[AVAILABLE DATA Boundary: Start]

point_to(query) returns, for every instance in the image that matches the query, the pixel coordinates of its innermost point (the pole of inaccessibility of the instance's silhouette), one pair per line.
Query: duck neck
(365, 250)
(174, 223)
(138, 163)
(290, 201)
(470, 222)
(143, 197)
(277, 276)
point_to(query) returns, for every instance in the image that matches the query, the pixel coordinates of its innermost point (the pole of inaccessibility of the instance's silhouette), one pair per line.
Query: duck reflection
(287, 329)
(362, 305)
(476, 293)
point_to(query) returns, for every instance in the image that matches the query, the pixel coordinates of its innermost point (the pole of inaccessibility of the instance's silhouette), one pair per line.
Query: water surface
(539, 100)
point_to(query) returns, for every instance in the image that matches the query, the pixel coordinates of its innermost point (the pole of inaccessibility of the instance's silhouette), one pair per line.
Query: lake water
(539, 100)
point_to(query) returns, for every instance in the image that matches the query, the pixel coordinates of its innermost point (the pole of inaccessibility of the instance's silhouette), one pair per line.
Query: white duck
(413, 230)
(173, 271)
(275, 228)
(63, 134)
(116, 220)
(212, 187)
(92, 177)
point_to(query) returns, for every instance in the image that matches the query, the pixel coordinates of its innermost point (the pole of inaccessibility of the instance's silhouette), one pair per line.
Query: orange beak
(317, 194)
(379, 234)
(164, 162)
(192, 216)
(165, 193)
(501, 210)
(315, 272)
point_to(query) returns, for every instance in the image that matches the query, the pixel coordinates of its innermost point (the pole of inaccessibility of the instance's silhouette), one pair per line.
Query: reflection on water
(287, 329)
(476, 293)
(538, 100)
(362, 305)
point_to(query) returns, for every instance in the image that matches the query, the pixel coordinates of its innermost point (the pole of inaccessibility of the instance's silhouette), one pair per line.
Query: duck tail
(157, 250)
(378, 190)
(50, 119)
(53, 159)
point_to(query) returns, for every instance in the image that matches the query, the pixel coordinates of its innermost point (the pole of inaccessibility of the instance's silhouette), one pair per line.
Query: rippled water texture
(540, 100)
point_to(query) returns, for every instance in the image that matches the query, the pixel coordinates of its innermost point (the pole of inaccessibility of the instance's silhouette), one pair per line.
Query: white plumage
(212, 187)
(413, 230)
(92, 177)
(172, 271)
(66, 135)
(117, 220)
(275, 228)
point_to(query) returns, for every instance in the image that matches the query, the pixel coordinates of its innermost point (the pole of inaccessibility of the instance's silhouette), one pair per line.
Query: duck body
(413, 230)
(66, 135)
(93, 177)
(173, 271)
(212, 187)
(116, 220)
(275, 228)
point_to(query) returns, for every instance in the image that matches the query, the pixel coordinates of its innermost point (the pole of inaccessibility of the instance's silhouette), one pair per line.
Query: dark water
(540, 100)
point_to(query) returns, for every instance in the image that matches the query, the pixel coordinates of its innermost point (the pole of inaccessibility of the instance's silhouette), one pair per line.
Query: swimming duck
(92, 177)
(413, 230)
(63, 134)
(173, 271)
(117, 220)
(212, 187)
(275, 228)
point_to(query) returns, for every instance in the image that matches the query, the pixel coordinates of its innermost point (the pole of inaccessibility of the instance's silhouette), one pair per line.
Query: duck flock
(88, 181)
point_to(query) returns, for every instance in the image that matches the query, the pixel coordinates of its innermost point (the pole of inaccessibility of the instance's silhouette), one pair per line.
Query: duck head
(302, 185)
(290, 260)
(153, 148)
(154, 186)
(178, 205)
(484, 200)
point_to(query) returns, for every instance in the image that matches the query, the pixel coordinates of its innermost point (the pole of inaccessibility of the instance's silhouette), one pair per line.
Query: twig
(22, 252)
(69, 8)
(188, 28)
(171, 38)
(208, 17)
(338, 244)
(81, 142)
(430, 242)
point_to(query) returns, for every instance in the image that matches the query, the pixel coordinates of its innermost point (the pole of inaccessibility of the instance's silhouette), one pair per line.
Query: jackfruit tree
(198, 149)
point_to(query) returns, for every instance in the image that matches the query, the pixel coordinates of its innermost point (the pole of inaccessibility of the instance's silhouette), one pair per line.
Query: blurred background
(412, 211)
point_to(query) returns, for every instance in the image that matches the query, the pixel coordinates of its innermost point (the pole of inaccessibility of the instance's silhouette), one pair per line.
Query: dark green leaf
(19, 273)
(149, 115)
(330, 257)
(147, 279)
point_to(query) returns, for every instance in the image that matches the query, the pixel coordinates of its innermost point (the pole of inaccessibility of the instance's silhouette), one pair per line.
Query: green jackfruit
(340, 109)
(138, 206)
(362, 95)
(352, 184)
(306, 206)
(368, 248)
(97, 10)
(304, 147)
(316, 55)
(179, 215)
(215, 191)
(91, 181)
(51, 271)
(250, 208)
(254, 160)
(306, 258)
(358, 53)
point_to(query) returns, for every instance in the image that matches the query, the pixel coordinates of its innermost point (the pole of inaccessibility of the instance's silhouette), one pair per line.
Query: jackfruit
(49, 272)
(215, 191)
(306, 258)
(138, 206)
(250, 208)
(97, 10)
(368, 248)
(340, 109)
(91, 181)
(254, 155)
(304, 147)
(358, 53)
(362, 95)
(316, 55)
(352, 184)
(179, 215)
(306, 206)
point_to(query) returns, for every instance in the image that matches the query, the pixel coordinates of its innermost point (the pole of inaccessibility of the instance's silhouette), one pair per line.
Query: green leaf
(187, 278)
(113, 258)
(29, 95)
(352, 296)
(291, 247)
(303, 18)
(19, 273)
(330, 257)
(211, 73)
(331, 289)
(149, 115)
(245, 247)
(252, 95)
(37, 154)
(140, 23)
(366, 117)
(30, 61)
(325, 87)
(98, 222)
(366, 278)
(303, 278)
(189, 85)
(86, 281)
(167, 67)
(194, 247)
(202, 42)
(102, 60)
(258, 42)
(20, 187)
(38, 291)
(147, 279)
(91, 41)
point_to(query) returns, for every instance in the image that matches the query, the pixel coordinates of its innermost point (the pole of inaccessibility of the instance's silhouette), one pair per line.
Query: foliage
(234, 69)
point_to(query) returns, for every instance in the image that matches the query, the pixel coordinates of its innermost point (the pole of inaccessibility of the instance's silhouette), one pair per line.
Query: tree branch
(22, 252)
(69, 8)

[AVAILABLE DATA Boundary: End]

▶ REQUIRED WORK: Take the records above and copy them out exactly.

▶ ANSWER BELOW:
point_to(query) returns, for every instance in the image that matches the query, the pixel coordinates of its innermost point (the pole of inaccessibility of the instance's silhouette), one pair per line.
Query: duck neck
(365, 250)
(174, 223)
(138, 163)
(290, 201)
(470, 222)
(143, 197)
(277, 276)
point_to(query) returns, for every instance in the image that matches the query, the pixel coordinates of its innermost point (the pole of inaccessibility of the instance's silhouette), one pair per line.
Query: duck reflection
(287, 329)
(362, 305)
(476, 293)
point_to(query) returns, for every instance in the image that matches the query, the pixel coordinates of its innermost point (the pole of inaccessibility of the instance's silhouette), one pair per line.
Query: water surface
(539, 100)
point_to(query) returns, for every instance in the image that matches the query, the pixel coordinates of its innermost point (the pole of inaccessibility of the instance's silhouette), one pair per line.
Query: lake water
(539, 100)
point_to(query) returns, for every instance in the image that matches the query, the pixel coordinates of its innermost point (the pole of inaccessibility of the instance's silhouette), one pair per line.
Query: white duck
(413, 230)
(173, 271)
(275, 228)
(63, 134)
(116, 220)
(212, 187)
(92, 177)
point_to(query) returns, for every instance in the image that matches the query, the pixel coordinates of its innermost point (the pole of inaccessibility of the instance's silhouette), one pair per line.
Query: orange beak
(317, 194)
(379, 234)
(164, 162)
(192, 216)
(165, 193)
(501, 210)
(315, 272)
point_to(query) returns, for every instance in the image that matches the query, the pixel coordinates of its innermost point (the pole of inaccessibility of the instance's silhouette), one pair per line.
Query: reflection on water
(287, 329)
(476, 293)
(538, 100)
(362, 305)
point_to(query) returns, for every instance in the image that matches the query, the pixel coordinates of its innermost point (the pole of inaccessibility of the instance's silhouette), one pair per line.
Query: duck tail
(157, 250)
(378, 190)
(50, 119)
(53, 159)
point_to(query) returns, for every instance in the image that matches the query, the pixel coordinates of its innermost point (the pole of inaccessibility of the instance's silhouette), one pair per line.
Query: rippled water texture
(540, 100)
point_to(query) returns, for every instance in the image that matches the query, the pixel coordinates of its innermost point (the pole of inaccessibility of the instance's silhouette), one pair per line.
Query: white plumage
(212, 187)
(413, 230)
(92, 177)
(172, 271)
(66, 135)
(117, 220)
(275, 228)
point_to(query) returns, for every instance in the image that matches the query, the pixel coordinates of its innermost point (the pole of inaccessibility of the instance's silhouette), one pair per line.
Query: duck body
(413, 230)
(66, 135)
(93, 177)
(173, 271)
(212, 187)
(116, 220)
(275, 228)
point_to(query) returns, for every instance in the image that matches the query, the pixel coordinates of its innermost point (the pole of inaccessibility of the instance's silhouette), one pair per line.
Query: dark water
(540, 100)
point_to(query) returns, for every instance in the image that matches the query, the pixel coordinates of its innermost point (the pole of inaccessibility of the instance's silhouette), one pair per line.
Query: swimming duck
(92, 177)
(413, 230)
(63, 134)
(173, 271)
(117, 220)
(212, 187)
(275, 228)
point_to(query) returns, for every instance in the image that matches the query, the pixel coordinates of its innermost point (the pole of inaccessibility of the instance's silhouette), one pair per line.
Query: duck flock
(88, 181)
point_to(query) returns, for every instance in the image that matches the query, the pixel coordinates of its innermost point (the pole of inaccessibility of the instance's silhouette), one pair per line.
Query: duck head
(302, 185)
(290, 260)
(153, 148)
(154, 186)
(178, 205)
(484, 200)
point_to(query) returns, for every instance in the image that matches the query, the pixel coordinates of its innermost point (the pole of inaccessibility of the instance's silhouette), one pair per line.
Query: twig
(22, 252)
(69, 8)
(188, 28)
(171, 38)
(208, 17)
(338, 244)
(81, 142)
(430, 242)
point_to(query) returns, for every instance in the image that matches the query, the pixel coordinates of its innermost point (the pole of inaccessibility of the instance's silhouette), one pair per line.
Query: jackfruit tree
(198, 149)
point_to(query) returns, for every instance in the image that matches the query, the pixel coordinates of its innermost point (the pole of inaccessibility of the instance's silhouette), one pair per line.
Query: blurred background
(412, 211)
point_to(query) returns, for every instance in the image that matches the query, the pixel coordinates of its innermost point (the pole of inaccessibility of the instance's silhouette), one pair per line.
Query: dark green leaf
(19, 273)
(149, 115)
(330, 257)
(147, 279)
point_to(query) returns, for every instance in the image that matches the query, the pixel coordinates of its innermost point (the pole of inaccessibility of the instance's silhouette), one pair per line.
Query: green jackfruit
(340, 109)
(138, 206)
(362, 95)
(352, 184)
(306, 206)
(368, 248)
(97, 10)
(304, 147)
(316, 55)
(179, 215)
(215, 191)
(91, 181)
(51, 271)
(250, 208)
(254, 160)
(306, 258)
(358, 53)
point_to(query) returns, for every instance in the image that matches the query, the pixel coordinates of its innermost point (the pole of inaccessibility of the instance's silhouette), one pair per line.
Query: jackfruit
(49, 272)
(215, 191)
(306, 258)
(138, 206)
(250, 208)
(97, 10)
(368, 248)
(340, 109)
(91, 181)
(254, 155)
(304, 147)
(358, 53)
(362, 95)
(316, 55)
(352, 184)
(179, 215)
(306, 206)
point_to(query) returns, for every instance in the image that matches the query, the pixel coordinates of its innermost point (the pole of inaccessibility of the instance's silhouette), one pair per line.
Query: green leaf
(187, 278)
(113, 258)
(29, 95)
(352, 296)
(291, 247)
(303, 18)
(19, 273)
(330, 257)
(211, 73)
(331, 289)
(149, 115)
(245, 247)
(252, 95)
(37, 154)
(140, 23)
(366, 117)
(30, 61)
(325, 87)
(98, 222)
(366, 278)
(303, 278)
(189, 85)
(86, 281)
(167, 67)
(194, 247)
(202, 42)
(102, 60)
(258, 42)
(20, 187)
(38, 291)
(147, 279)
(91, 41)
point_to(query) returns, for every instance in the image that matches the query, the pixel coordinates of its innermost point (the pole of inaccessibility of the instance's silhouette), one pair per line.
Query: foliage
(234, 69)
point_to(query) returns, for every instance in the image that matches the query, the pixel coordinates of its innermost point (the pole of inaccessibility of the instance's silhouette), one pair per line.
Query: tree branch
(22, 252)
(69, 8)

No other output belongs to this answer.